BRIEF >>
The required output is the exact run of lines below that opens at the line with "As a warehouse robot's perception module, locate ear" and closes at the line with "As a warehouse robot's perception module, locate white".

┄┄┄┄┄┄

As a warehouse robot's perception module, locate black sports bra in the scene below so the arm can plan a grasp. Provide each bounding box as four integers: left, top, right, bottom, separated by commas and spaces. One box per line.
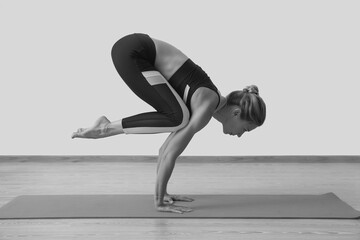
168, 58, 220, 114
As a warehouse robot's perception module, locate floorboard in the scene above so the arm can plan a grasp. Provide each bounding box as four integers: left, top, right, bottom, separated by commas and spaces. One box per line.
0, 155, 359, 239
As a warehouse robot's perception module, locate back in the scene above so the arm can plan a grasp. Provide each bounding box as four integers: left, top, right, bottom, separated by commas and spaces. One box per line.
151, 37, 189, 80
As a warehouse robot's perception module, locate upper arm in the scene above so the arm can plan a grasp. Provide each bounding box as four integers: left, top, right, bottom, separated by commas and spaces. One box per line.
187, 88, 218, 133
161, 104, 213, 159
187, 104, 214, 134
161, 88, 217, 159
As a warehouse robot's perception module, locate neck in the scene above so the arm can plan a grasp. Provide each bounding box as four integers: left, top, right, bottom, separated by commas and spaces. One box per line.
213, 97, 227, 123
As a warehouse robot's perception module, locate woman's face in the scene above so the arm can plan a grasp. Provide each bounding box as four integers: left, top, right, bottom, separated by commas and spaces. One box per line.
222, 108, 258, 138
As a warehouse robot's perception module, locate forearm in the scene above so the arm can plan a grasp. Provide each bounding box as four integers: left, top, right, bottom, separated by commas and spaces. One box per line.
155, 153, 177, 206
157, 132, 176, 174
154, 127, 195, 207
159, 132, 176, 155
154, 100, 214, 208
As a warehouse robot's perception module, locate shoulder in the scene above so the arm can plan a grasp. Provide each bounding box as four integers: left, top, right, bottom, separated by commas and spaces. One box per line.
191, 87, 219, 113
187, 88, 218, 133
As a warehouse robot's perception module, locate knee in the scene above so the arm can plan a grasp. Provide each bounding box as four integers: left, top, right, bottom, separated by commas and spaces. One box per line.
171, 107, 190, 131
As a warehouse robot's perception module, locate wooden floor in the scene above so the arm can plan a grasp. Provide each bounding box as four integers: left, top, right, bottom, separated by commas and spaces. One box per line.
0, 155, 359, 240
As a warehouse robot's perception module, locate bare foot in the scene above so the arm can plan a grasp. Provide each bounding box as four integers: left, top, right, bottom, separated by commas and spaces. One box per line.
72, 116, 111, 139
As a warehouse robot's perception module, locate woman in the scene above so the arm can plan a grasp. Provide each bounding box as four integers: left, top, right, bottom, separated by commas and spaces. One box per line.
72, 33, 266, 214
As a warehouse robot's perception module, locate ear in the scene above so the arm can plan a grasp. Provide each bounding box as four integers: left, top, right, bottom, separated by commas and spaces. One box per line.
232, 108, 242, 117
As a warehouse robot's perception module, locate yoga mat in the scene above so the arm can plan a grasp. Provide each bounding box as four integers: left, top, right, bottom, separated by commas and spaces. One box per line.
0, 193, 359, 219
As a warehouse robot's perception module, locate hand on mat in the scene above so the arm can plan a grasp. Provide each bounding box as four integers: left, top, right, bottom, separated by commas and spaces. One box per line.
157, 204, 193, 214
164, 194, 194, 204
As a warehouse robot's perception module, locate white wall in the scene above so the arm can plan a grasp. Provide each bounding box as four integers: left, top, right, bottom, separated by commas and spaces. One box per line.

┄┄┄┄┄┄

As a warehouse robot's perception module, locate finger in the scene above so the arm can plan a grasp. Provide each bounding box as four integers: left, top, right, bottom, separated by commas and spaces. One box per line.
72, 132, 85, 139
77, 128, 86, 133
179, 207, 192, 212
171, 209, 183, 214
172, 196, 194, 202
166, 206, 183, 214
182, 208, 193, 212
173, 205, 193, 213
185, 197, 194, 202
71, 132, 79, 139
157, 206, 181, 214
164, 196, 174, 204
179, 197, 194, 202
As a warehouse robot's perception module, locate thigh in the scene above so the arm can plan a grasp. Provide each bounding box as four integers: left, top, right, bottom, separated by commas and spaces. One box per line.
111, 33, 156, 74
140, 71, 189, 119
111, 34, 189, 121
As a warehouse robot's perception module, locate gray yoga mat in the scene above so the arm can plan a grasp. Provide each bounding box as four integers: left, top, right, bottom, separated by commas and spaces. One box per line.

┄┄┄┄┄┄

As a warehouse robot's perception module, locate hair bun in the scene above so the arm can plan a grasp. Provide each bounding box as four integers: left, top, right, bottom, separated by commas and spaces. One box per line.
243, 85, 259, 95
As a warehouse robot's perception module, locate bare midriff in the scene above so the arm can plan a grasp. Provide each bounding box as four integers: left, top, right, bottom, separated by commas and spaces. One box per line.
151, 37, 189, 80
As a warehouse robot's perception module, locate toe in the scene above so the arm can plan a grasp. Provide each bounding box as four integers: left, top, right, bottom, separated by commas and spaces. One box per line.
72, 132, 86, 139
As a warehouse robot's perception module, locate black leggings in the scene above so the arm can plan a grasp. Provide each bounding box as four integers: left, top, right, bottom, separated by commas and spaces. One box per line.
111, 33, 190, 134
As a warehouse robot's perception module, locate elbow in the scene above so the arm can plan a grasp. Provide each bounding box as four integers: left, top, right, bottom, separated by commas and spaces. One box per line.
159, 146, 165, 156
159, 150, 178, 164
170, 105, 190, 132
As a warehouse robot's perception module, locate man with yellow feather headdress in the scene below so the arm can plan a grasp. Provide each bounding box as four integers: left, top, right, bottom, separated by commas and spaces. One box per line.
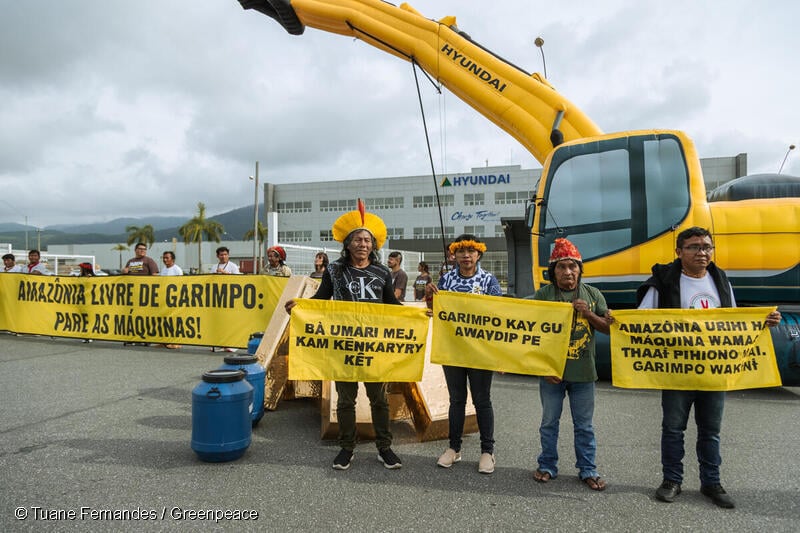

┄┄┄┄┄┄

RESPONSE AREA >>
As a warehouse robot's perception module, locate ear in the scene above so the arm can plan a grasp. Provide each bounding box as four integers: left, top, right, bottom, separated by commas and spaces. One box per line.
232, 108, 242, 117
As a warehouse robot's perception module, locate yoga mat in the scene above so the arm can plan a grasp. Provide each bounding box as four integers: left, top, right, bottom, separated by commas and spaces. One box per line.
0, 193, 359, 219
As a warehouse robot's perception module, locate hand on mat in the scene above so the arm can plan a grasp. Provide each bounding box as four integers: left, top, right, bottom, separated by commas and spaces. One box per line.
157, 204, 193, 214
164, 194, 194, 204
As a warehouse robot's perception module, locate white wall in the scene above so the arm can plan a grasp. Provide each bounding box as four integers: left, top, right, bottom, separated by commas and spaces. One box per line.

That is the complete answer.